+++ Supplied material +++
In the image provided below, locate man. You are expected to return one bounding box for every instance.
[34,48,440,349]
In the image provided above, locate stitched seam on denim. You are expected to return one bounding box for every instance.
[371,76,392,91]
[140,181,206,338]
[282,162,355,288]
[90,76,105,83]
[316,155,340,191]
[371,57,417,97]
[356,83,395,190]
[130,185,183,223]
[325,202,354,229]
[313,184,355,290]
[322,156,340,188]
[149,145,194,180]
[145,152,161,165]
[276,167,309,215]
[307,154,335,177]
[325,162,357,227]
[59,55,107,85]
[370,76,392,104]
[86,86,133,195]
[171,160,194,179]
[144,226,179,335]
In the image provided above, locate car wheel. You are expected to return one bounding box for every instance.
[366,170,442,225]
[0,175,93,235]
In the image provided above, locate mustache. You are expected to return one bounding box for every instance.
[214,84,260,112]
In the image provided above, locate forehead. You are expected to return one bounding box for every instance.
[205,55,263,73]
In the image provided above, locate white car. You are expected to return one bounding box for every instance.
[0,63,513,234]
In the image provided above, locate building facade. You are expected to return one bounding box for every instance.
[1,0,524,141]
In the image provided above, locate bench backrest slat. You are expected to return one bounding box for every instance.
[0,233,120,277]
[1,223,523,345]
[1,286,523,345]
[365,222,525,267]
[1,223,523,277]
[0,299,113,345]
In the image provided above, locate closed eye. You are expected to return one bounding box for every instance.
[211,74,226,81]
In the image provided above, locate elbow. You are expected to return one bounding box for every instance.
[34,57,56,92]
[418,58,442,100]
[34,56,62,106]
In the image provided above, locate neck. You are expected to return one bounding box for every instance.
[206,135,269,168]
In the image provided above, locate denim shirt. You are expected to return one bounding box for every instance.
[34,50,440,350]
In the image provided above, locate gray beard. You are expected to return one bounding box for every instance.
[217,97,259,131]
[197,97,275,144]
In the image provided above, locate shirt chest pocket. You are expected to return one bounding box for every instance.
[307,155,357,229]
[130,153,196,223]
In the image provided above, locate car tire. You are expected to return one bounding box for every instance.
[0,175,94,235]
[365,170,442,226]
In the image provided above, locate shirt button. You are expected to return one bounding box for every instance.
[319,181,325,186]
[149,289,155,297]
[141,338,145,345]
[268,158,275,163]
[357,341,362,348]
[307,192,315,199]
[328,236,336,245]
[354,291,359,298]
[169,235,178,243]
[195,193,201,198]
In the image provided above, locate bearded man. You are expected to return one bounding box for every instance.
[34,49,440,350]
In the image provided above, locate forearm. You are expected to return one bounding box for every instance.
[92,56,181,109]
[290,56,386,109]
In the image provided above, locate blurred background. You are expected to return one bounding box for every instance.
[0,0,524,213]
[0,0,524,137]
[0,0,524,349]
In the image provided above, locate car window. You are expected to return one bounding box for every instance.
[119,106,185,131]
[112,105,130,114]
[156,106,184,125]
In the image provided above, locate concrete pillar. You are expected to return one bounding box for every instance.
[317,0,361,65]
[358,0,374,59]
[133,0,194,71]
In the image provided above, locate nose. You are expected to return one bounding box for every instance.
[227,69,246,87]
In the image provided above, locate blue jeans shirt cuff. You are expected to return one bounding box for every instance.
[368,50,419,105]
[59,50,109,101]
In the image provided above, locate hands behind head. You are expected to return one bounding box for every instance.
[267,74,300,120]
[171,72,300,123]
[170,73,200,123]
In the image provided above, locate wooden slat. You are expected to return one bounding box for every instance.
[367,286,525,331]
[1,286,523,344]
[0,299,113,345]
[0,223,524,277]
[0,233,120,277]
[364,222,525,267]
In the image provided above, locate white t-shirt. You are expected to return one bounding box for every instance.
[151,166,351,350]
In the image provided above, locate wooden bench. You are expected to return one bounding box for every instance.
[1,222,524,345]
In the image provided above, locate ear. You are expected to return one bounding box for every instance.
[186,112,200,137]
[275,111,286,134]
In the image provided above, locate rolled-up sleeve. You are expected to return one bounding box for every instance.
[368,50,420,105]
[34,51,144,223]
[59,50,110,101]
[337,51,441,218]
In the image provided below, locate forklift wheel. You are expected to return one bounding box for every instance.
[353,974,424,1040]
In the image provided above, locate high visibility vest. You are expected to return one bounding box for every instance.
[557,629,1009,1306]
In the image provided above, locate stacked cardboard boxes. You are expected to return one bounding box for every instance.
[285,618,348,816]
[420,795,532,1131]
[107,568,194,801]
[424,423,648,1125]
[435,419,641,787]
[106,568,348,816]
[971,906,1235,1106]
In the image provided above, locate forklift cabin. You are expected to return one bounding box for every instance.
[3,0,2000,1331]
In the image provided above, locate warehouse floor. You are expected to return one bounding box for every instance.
+++
▶ **Activity**: Could you quote the material above in full, exactly as it stands?

▶ **Exercise solution**:
In the image provided below, locate man. You are expected to return one bounding box for every instance.
[34,48,440,349]
In the image provided above, locate stitched seam on denim. You are expected to return one bounding box for every instance.
[371,76,392,91]
[140,181,206,338]
[282,162,355,288]
[90,76,105,83]
[316,155,340,191]
[371,57,417,97]
[356,83,395,190]
[130,185,183,223]
[325,202,354,229]
[313,184,355,290]
[322,156,340,188]
[149,145,194,180]
[145,152,161,165]
[276,167,309,215]
[307,154,335,177]
[325,162,357,227]
[59,55,107,85]
[370,76,392,104]
[86,86,133,195]
[171,160,194,179]
[144,226,179,335]
In the image provided above, locate car wheel. You are expected to return one bounding box for every instance.
[366,170,442,225]
[0,175,93,235]
In the image provided above, locate mustache. You are expected to return one bounding box for every instance.
[214,84,260,112]
In the image provided above, locate forehead. You are expected to return one bounding box for every instance.
[205,55,263,73]
In the image provided above, locate white car. You are expected to return one bounding box for every instance.
[0,63,513,234]
In the image provided above, locate building facade. You are expected to return one bounding box for every instance.
[1,0,524,141]
In the image provided above, locate bench backrest slat. You are expected to return one bounding box for every instance.
[0,233,120,277]
[1,223,523,345]
[1,286,523,345]
[365,222,525,267]
[1,223,523,277]
[0,299,113,345]
In the image provided above, locate closed eye. You are expected to return one bounding box for every instance.
[211,74,226,81]
In the image provided above, locate elbow. You are expected to return one bounding box for every instance.
[34,57,56,92]
[418,58,442,100]
[34,56,62,106]
In the image provided above, locate neck. You are expected to return one bounding box for every instance.
[206,135,269,168]
In the image provided above, locate denim shirt. You are expected to return one bounding box for every instance.
[34,50,440,350]
In the image provided above, locate gray beard. You are expected to return one bounding box for every instance.
[217,97,259,131]
[197,97,275,144]
In the image provided above, locate shirt chest pocket. You are expected to return one bounding box for every instance.
[307,155,357,229]
[130,153,196,223]
In the image provided above, locate car tire. You are expected to return one bounding box for every instance.
[0,175,94,235]
[365,170,442,226]
In the image provided above, locate shirt button. You are expected to return one bounding box for every instance.
[319,181,325,186]
[149,289,155,297]
[141,338,145,345]
[268,158,275,163]
[357,341,362,348]
[307,192,315,199]
[328,236,336,245]
[354,291,359,298]
[169,235,178,243]
[195,193,201,198]
In the image provided above, locate bearded man. You are expected to return one bounding box for every instance.
[34,49,440,350]
In the image provided above, locate forearm. You are expected to return one bounding box for every instance.
[92,56,181,109]
[290,56,386,109]
In the image provided above, locate blurred background. You are expected to return one bounding box for every instance.
[0,0,524,213]
[0,0,524,137]
[0,0,524,349]
In the image provided above, locate car window. You are expected to return one bounding box for every instance.
[119,106,185,131]
[112,105,130,114]
[156,106,184,125]
In the image provided above, locate concrete pillar. You are expected to return one bounding box for every instance.
[317,0,361,65]
[358,0,374,59]
[133,0,194,71]
In the image provided above, locate nose. You are expected to return one bounding box for every instance.
[227,69,246,87]
In the image provided above, locate blue jeans shirt cuff. You are expected to return one bounding box for every instance.
[368,50,419,105]
[59,50,109,101]
In the image provided above, locate hands behind head. You are expected to return one bounding box for every instance.
[267,74,300,120]
[171,72,300,123]
[170,73,200,123]
In the image provided above, locate wooden slat. You are expected to return one bounding box for every instance.
[367,286,525,331]
[1,286,523,344]
[0,299,113,345]
[0,223,524,277]
[0,233,120,277]
[364,222,525,267]
In the image provided above, locate white t-shirt. You are expected to return one bounding box for every instance.
[151,166,351,350]
In the image provided above, locate wooden bench. You are expected to return one bounding box for every instance.
[1,222,524,345]
In the image provided above, locate ear. You are expected to return one bounding box for every instance.
[186,112,200,137]
[275,111,286,134]
In the image provided above, locate rolled-up sleeve. You are expected to return one bounding box for every instance.
[368,50,420,105]
[34,51,144,223]
[59,50,110,101]
[337,51,441,218]
In the image provided below, locate forklift wheel. You are expected to return one bounding box for every instance.
[353,974,424,1040]
In the image provided above, locate high visibility vest. You are expected to return one bounding box for every instance.
[557,629,1009,1306]
In the image provided above, locate stacked cardboard boxes. You are expected to return one bounding box for every instance.
[285,618,348,816]
[420,795,532,1131]
[107,568,194,801]
[424,423,648,1125]
[435,419,641,787]
[106,568,348,816]
[971,906,1235,1106]
In the image provided above, locate forklift cabin. You are expected to return one bounding box for every instance.
[3,0,2000,1331]
In the image provided above, locate warehouse floor. You are expected to return one bounding box for every instance.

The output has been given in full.